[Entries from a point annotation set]
════════════════
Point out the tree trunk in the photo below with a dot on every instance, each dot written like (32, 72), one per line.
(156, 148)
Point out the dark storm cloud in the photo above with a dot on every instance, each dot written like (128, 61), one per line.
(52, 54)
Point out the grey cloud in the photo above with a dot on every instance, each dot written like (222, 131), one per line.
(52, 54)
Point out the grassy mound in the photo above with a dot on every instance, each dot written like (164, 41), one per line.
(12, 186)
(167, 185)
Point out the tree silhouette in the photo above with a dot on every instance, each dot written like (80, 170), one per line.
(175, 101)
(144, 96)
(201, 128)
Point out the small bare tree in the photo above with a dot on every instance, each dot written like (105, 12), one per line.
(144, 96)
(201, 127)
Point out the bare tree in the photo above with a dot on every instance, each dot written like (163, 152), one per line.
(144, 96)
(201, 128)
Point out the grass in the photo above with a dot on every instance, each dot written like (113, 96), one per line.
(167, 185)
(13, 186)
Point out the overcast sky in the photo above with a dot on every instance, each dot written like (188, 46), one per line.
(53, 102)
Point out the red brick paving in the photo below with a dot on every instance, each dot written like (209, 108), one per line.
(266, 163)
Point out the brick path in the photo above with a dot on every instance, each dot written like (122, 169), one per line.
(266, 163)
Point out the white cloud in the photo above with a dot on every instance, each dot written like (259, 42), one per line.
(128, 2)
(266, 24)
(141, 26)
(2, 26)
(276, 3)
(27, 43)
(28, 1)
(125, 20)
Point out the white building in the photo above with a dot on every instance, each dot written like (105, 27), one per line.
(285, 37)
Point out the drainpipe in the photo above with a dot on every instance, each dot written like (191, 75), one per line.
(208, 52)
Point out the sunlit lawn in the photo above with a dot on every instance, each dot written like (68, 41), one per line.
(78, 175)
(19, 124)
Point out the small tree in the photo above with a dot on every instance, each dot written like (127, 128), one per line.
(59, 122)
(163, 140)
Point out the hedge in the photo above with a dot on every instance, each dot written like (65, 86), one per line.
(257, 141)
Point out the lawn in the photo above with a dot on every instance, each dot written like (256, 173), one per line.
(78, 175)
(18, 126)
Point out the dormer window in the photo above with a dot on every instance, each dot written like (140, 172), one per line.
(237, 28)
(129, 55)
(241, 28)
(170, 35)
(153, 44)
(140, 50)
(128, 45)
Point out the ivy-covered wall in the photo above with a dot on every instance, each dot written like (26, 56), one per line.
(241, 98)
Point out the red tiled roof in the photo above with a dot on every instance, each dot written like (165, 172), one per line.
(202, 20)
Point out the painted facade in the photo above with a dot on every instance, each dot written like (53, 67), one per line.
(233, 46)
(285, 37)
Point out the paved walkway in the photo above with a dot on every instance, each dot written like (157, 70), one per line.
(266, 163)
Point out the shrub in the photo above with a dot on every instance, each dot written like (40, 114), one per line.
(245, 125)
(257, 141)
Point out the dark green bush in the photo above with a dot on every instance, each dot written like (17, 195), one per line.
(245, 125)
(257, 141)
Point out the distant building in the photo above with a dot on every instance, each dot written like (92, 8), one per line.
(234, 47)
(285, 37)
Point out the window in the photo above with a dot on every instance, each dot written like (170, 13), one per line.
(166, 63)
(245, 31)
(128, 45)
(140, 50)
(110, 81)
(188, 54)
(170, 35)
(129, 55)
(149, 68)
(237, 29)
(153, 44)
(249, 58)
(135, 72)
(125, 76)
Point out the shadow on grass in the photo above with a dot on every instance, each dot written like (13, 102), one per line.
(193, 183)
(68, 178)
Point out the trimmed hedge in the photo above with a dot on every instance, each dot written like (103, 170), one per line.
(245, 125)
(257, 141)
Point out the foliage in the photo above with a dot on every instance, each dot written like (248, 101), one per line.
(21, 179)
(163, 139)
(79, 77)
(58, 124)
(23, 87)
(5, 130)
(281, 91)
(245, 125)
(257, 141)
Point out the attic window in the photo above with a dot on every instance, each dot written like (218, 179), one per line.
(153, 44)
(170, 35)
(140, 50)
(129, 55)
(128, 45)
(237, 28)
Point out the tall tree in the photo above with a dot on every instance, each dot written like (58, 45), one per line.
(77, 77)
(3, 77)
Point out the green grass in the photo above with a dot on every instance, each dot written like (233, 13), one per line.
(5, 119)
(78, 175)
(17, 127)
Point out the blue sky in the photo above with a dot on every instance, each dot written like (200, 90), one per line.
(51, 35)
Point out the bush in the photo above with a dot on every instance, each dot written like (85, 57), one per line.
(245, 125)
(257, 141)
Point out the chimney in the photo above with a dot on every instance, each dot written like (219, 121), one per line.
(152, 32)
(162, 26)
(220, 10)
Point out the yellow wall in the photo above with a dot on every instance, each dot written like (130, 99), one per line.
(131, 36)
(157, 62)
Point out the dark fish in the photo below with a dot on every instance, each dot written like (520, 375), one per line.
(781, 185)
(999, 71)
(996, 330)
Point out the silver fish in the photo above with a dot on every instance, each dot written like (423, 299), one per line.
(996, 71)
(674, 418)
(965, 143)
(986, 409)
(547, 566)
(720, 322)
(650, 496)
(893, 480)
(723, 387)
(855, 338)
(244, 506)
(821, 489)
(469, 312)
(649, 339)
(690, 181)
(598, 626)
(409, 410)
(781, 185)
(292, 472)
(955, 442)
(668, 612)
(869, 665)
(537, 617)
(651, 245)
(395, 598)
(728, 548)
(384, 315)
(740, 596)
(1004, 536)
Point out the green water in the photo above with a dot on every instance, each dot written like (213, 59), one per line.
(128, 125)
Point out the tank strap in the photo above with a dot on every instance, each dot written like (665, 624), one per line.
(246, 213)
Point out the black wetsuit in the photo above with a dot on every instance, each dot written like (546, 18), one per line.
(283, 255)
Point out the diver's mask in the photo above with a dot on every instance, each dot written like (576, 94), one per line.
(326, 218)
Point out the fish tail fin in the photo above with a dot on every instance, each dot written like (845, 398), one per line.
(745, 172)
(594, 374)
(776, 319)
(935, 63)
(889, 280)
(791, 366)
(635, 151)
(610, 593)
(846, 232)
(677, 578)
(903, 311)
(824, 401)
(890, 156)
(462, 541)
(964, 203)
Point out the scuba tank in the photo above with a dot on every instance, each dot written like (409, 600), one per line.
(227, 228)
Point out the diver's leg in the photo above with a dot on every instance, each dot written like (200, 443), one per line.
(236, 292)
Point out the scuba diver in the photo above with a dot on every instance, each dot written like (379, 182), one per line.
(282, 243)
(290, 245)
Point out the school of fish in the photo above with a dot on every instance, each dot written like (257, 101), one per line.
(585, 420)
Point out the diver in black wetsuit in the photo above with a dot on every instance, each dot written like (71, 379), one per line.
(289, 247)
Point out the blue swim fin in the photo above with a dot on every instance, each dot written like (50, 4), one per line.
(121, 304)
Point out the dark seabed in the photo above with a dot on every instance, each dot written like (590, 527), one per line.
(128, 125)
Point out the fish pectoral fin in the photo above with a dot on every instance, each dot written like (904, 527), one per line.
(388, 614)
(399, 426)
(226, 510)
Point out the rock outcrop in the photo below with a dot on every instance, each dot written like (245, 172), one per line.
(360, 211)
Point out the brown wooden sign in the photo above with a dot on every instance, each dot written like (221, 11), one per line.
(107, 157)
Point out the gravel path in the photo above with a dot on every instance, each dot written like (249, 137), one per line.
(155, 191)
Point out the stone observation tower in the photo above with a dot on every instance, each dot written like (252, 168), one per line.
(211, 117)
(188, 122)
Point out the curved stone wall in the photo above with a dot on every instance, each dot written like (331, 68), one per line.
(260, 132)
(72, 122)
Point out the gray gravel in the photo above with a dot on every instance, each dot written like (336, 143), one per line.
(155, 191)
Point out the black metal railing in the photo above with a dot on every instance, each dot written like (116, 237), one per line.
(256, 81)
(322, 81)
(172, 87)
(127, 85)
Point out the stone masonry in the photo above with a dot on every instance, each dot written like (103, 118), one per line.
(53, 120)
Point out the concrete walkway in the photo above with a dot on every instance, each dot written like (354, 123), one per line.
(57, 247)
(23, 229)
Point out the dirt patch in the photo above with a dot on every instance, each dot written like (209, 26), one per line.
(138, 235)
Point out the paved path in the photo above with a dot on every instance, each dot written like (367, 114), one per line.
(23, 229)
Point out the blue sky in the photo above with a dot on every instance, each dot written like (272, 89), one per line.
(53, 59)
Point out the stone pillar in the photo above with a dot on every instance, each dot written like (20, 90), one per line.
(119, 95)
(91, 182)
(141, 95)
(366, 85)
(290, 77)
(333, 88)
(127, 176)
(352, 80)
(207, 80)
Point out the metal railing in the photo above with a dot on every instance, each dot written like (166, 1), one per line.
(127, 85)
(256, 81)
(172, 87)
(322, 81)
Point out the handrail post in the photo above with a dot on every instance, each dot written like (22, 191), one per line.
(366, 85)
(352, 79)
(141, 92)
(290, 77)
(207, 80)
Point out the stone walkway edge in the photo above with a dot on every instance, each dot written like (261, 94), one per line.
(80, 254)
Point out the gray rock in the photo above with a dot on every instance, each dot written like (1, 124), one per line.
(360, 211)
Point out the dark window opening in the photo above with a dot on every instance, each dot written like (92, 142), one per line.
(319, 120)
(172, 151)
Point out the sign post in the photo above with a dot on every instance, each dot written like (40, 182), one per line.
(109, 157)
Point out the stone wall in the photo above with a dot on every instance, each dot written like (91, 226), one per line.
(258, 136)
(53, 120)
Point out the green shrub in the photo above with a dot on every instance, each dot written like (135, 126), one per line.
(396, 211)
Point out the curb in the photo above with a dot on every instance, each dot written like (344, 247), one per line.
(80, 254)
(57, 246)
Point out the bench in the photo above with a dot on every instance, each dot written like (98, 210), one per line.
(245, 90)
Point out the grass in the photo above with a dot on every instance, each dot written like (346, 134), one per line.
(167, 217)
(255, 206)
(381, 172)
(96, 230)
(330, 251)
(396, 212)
════════════════
= What the exercise asks =
Starting with the line that contains "Point out the handrail", repeat each line through the last one exactly as it appears. Include both ends and nothing more.

= Response =
Point out the handrail post in the photo above with a dot on every instance, each dot written like (22, 191), one per line.
(366, 85)
(352, 79)
(141, 92)
(290, 77)
(207, 80)
Point out the stone walkway edge in the photo above with a dot on every instance, each dot written like (261, 94), one per line.
(80, 254)
Point out the gray rock in the photo above with a dot on every instance, each dot written like (1, 124), one per line.
(360, 211)
Point out the dark window opening in the photo above with a dot on every instance, each dot written like (92, 142), one per line.
(319, 120)
(172, 151)
Point out the sign post in the photo above with a dot on every instance, each dot written like (40, 182), one per line.
(109, 157)
Point out the stone wall in the photo above with a dot on every instance, each dot written like (91, 226), one per line.
(258, 136)
(53, 120)
Point out the green shrub in the photo above with a dot on every instance, each dot written like (135, 126), one per line.
(396, 211)
Point out the curb in the photo above with a dot on every instance, each dot written like (344, 247), one per line.
(80, 254)
(57, 246)
Point out the bench in the photo above with a dot on every instance, each dot written like (98, 210), one per line.
(245, 90)
Point out the grass in the photo above with a dot on every instance, each dot written like (346, 134), one per line.
(167, 217)
(255, 206)
(381, 172)
(96, 230)
(330, 251)
(396, 212)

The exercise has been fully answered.